### Document extract
The Tribunal accepts that the parties began living together in Australia from December 2012 and have established a joint household, sharing domestic responsibilities. The Tribunal also accepts that the parties jointly share responsibilities for the care and support of the sponsor’s child and the applicant’s child.
The Tribunal accepts that at the time of review, the quantum of cogent and relevant evidence submitted in support of the couple’s spousal relationship exceeds that available to the decision-maker at the time of application.
The financial aspects of the relationship
The parties and witness provided free flowing, consistent evidence to the Tribunal about their financial affairs. The Tribunal is satisfied that there is substantial intermingling of the parties’ finances, commencing from 16 August 2012. Transactions from individual and joint accounts corroborate this evidence.
The Tribunal accepts that the parties share financial resources and opened a joint bank account on 11 November 2012. The Tribunal accepts that the applicant operates a small business, with the financial and operational support of his partner. The Tribunal accepts that the parties both contribute to their living arrangements and expenses. The parties submitted to the Tribunal a number of documents demonstrating the pooling of resources and the sharing of household expenses. The Tribunal accepts that the parties further undertook joint legal obligations through various leases of different properties throughout the course of their relationship and taking out joint insurance policies.
After careful consideration of the evidence, the Tribunal is satisfied that the applicant and sponsor had linked their finances in a very substantial fashion at the time of the visa application, and continue to do so at the time of review. Accordingly, the Tribunal has placed high weight upon the evidence in support of the financial aspects of the relationship.
The nature of the household
The Tribunal accepts the parties have been residing together in Australia since December 2012, and from this date the applicant commenced a parental relationship with the sponsor’s child. The Tribunal notes that, during the sponsor’s trip to Thailand in October 2012, he met with and cared for the applicant’s biological daughter. Personal statements and declarations were provided to support this claim.
At time of review, the Tribunal has had before it considerable additional evidence on the parties’ living arrangements which confirms that they have been living together as a couple, at the current residential address. The Tribunal is satisfied that the parties have established a household together since committing to a de facto relationship.
The Tribunal accepts that the parties have assumed joint responsibility for the care of their two children and that both children appear to have benefited from the secure family unit that the applicant and sponsor have created for them.
Both parties and supporting witnesses gave detailed and consistent evidence about shared household arrangements, evidenced by joint leases, the descriptions of their joint addresses on correspondence, and various witness statements. The Tribunal accepts this evidence. After careful consideration, the Tribunal places high weight upon the evidence in support of the nature of the household regarding the relationship between the applicant and sponsor, both at the time of application and the time of this decision.
The social aspects of the relationship
The Tribunal notes that, at the time of application, the parties submitted to the Department very limited information in support of their relationship. Extensive documentary and oral supporting evidence from family and friends is before the Tribunal at time of review to corroborate that the couple presented themselves to others as de facto partners in an ongoing, genuine, committed relationship. The Tribunal is satisfied that the parties hold themselves out, and are recognised, as de facto partners at the time of application and time of decision.

### Task A
In the tribunal decision extract, on what date did the parties open a joint bank account?
### Task B
Copy the part of the tribunal decision extract that begins at the words "The Tribunal accepts that the parties have" and stops after "of this decision.", swapping "supporting witnesses" for "character witnesses".
### Task C
Extend the tribunal decision extract onward from its last sentence.

### Excerpted data
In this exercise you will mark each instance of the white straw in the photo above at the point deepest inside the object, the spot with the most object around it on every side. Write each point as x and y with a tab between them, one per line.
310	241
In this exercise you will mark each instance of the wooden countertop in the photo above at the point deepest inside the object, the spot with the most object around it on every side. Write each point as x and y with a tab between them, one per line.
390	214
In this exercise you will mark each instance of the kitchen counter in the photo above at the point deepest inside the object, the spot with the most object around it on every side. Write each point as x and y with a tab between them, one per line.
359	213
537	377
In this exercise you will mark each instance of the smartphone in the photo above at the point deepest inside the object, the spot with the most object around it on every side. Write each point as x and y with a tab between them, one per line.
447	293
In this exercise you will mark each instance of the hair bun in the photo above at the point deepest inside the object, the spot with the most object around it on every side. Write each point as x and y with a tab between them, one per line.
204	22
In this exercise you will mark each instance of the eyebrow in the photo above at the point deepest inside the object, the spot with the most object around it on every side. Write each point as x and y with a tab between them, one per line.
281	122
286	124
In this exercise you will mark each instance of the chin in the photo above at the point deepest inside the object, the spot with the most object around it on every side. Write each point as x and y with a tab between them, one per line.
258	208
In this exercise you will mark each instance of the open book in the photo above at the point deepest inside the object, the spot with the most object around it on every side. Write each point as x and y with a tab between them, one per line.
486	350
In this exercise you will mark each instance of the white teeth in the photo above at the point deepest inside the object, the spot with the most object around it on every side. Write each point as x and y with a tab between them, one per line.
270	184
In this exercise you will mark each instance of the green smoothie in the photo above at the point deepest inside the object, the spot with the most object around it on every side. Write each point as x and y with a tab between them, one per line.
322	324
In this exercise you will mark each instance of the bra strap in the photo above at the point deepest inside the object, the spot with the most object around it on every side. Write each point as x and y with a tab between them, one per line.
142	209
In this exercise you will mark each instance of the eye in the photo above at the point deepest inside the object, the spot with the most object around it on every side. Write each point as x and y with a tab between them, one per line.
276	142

### Exercise response A
11 November 2012

### Exercise response B
The Tribunal accepts that the parties have assumed joint responsibility for the care of their two children and that both children appear to have benefited from the secure family unit that the applicant and sponsor have created for them.
Both parties and character witnesses gave detailed and consistent evidence about shared household arrangements, evidenced by joint leases, the descriptions of their joint addresses on correspondence, and various witness statements. The Tribunal accepts this evidence. After careful consideration, the Tribunal places high weight upon the evidence in support of the nature of the household regarding the relationship between the applicant and sponsor, both at the time of application and the time of this decision.

### Exercise response C
The additional statements and declarations from supporting witnesses, family, and friends, lead the Tribunal to accept that the applicant and sponsor are well known to the witnesses and each has been in the physical presence of the couple, and communicated with them on a regular basis. The Tribunal notes the collective opinion and the cogent reasons given by all witnesses for why they believe the applicant and sponsor are in committed, genuine long term relationship. The Tribunal places considerable weight upon the evidence from the couple’s family members and friends indicating their acceptance of the relationship and verifying the genuineness of the couple’s relationship.
The Tribunal has given consideration to the numerous photos of the couple in public settings; evidence of the sponsor paying for the applicant’s and her daughters various bills; and evidence of the couple representing themselves to various organisations and groups as a de facto partnership. The Tribunal accepts that there is substantial corroborative evidence suggesting that the couple are in a genuine de facto relationship, jointly parenting their respective children.
After careful consideration of the relevant information before it, the Tribunal places high weight on the evidence in support of the social aspects of the relationship, both at time of application and time of decision.
The nature of the persons' commitment to each other
Documentary evidence submitted at review as well as the oral evidence of the parties and supporting witness at hearing, leads the Tribunal to conclude that the parties have a strong commitment to a long-term relationship and continue to draw companionship and emotional support from each other.
The applicant and sponsor informed the Tribunal they had regularly discussed their long-term future together as a couple and their plans for the future included establishing a stable and cohesive environment for the parties and their children; providing ongoing family support for the sponsor’s mother; jointly developing a small business; having children together; jointly purchasing a residential property; and getting married in 2016 , with family celebrations in Australia and Thailand.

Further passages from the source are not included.